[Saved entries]
--- START ---

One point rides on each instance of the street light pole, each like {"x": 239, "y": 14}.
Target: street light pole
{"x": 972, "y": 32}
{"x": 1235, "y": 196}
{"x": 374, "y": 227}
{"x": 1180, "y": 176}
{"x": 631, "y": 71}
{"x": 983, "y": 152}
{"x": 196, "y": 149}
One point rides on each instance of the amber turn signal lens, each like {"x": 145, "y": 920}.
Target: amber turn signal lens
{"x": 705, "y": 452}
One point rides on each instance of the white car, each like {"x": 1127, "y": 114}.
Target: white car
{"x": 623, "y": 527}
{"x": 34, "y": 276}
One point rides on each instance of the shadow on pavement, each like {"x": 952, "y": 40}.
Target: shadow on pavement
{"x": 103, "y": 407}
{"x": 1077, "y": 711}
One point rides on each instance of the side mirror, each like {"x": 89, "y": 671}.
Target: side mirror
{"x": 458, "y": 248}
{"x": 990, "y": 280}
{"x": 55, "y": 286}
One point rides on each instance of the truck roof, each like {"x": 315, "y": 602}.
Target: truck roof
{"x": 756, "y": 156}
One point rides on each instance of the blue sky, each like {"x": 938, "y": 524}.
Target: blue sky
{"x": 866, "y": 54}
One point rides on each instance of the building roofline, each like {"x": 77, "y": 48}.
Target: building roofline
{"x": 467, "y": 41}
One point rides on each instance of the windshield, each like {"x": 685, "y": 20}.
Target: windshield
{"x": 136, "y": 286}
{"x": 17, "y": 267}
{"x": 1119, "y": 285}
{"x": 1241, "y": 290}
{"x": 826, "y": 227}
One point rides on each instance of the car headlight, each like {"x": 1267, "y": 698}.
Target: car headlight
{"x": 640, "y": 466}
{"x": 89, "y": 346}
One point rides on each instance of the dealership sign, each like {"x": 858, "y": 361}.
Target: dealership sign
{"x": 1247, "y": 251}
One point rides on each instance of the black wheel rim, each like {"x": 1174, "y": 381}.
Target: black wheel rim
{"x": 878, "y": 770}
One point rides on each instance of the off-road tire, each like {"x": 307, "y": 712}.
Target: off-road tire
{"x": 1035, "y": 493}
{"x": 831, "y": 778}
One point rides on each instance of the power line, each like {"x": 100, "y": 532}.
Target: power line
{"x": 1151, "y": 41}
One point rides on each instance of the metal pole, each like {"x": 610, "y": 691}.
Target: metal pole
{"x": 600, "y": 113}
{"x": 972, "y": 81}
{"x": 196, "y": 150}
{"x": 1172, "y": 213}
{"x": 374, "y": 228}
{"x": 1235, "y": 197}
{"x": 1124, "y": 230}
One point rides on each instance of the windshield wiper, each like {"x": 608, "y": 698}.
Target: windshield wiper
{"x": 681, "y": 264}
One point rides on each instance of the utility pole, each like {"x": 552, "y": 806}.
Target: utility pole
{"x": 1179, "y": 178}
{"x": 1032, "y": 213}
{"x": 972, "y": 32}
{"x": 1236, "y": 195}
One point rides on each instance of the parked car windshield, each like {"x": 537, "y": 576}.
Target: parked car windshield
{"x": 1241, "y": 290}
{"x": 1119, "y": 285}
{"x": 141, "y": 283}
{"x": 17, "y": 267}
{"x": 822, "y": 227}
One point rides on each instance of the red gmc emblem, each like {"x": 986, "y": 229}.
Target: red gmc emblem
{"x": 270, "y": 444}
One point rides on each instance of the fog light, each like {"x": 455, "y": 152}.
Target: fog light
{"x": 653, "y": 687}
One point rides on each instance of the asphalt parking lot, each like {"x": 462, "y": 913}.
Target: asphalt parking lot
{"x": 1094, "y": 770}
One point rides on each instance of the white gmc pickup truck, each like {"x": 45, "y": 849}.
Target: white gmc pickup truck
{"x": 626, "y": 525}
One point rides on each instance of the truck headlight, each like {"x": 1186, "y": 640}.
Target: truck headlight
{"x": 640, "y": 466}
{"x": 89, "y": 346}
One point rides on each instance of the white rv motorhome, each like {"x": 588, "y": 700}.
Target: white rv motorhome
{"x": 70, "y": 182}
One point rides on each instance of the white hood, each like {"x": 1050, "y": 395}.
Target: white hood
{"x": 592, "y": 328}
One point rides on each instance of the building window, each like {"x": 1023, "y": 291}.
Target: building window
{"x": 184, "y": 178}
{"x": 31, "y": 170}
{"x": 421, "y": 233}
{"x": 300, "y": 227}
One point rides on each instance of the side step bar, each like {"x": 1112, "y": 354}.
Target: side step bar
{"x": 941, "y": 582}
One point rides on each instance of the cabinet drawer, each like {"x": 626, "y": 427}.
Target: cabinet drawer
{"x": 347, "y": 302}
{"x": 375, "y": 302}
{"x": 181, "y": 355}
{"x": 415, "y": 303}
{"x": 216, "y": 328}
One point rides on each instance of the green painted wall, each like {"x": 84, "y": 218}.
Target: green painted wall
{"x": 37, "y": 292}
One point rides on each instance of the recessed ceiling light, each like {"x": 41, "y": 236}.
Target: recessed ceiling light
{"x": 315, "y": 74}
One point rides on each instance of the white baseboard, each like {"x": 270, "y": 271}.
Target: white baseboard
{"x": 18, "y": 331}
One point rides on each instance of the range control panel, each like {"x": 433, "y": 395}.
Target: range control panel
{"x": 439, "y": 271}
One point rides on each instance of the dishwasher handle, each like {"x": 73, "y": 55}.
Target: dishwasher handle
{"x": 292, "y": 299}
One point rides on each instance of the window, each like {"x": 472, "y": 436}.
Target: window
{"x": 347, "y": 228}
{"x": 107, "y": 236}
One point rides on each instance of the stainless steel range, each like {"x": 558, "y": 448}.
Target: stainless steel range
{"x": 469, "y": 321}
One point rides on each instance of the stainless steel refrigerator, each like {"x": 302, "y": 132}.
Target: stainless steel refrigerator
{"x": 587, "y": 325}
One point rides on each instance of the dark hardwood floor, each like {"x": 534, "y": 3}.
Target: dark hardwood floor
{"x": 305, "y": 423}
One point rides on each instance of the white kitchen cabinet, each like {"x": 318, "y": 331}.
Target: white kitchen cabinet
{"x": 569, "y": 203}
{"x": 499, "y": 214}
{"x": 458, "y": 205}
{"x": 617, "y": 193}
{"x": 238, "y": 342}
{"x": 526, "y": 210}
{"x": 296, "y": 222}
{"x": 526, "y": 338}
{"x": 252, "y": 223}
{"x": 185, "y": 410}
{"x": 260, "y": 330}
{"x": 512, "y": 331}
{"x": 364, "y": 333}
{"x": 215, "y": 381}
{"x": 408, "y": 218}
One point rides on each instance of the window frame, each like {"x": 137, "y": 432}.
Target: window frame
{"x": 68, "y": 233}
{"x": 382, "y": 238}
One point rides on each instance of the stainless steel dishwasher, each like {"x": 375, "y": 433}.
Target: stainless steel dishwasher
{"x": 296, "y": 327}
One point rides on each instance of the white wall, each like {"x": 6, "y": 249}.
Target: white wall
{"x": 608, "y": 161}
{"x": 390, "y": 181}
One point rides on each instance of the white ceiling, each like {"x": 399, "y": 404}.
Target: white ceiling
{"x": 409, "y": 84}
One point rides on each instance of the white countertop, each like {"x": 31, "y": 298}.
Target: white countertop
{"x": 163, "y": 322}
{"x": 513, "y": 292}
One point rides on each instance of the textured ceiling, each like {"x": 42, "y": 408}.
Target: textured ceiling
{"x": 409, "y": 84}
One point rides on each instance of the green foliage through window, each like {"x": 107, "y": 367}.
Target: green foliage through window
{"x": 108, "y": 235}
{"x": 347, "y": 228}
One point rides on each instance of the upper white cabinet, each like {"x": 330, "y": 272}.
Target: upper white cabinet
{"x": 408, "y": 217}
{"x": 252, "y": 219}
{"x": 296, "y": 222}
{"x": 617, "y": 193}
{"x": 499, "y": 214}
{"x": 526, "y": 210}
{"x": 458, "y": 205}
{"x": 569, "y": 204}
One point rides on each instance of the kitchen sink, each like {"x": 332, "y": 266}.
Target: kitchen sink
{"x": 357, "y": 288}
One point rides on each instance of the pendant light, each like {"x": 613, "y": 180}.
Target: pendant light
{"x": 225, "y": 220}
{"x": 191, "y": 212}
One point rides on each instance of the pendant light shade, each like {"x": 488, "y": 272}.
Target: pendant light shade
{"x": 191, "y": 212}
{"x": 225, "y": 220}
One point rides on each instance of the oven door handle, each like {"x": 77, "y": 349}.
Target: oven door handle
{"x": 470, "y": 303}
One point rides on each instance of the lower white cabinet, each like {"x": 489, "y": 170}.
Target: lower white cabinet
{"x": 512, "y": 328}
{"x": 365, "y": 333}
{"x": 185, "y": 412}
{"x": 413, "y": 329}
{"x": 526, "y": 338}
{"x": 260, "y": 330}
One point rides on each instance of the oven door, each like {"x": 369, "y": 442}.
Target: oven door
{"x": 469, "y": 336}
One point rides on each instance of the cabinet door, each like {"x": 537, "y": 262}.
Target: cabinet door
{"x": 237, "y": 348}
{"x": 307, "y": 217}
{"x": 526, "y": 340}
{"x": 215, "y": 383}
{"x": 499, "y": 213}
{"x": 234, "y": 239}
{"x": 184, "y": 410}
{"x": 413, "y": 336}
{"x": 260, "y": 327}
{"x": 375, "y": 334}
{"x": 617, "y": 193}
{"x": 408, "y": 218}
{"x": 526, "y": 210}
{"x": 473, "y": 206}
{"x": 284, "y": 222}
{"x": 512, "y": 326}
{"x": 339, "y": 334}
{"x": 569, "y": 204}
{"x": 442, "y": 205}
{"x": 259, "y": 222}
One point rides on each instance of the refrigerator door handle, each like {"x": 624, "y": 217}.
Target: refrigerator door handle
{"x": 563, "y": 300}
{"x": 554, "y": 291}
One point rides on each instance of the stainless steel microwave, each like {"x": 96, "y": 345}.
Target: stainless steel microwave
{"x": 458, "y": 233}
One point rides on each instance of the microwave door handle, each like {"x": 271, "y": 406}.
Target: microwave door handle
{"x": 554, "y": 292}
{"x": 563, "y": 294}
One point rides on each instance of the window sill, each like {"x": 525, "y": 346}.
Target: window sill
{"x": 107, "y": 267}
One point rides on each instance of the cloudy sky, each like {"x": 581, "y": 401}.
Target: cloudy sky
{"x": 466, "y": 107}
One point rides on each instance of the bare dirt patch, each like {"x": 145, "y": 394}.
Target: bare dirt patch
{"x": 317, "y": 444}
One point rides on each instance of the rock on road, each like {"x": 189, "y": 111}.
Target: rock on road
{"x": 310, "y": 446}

--- END ---

Requirement.
Would you print exactly the lines from the first line of the entries above through the line that has "One point rides on each instance of the building roofline, each", both included, and stop there?

Reply.
One point rides on each instance of the street light pole, each like {"x": 239, "y": 14}.
Target: street light pole
{"x": 972, "y": 32}
{"x": 1235, "y": 196}
{"x": 374, "y": 227}
{"x": 1180, "y": 176}
{"x": 631, "y": 71}
{"x": 983, "y": 152}
{"x": 196, "y": 149}
One point rides on each instance of the amber turn signal lens, each like {"x": 145, "y": 920}.
Target: amber turn signal lens
{"x": 705, "y": 452}
One point rides on each instance of the white car, each like {"x": 1127, "y": 114}.
Target: white car
{"x": 623, "y": 527}
{"x": 34, "y": 276}
One point rides on each instance of the shadow on pavement, each like {"x": 952, "y": 40}.
Target: shadow on pavement
{"x": 103, "y": 407}
{"x": 1077, "y": 711}
One point rides on each instance of the side mirror, each like {"x": 89, "y": 671}.
Target: side mirror
{"x": 458, "y": 248}
{"x": 990, "y": 280}
{"x": 55, "y": 286}
One point rides on each instance of the truck roof, each like {"x": 315, "y": 602}.
Target: truck roof
{"x": 756, "y": 156}
One point rides on each instance of the blue sky, each like {"x": 938, "y": 524}.
Target: blue sky
{"x": 866, "y": 54}
One point rides on each instance of the building roofline, each like {"x": 77, "y": 48}.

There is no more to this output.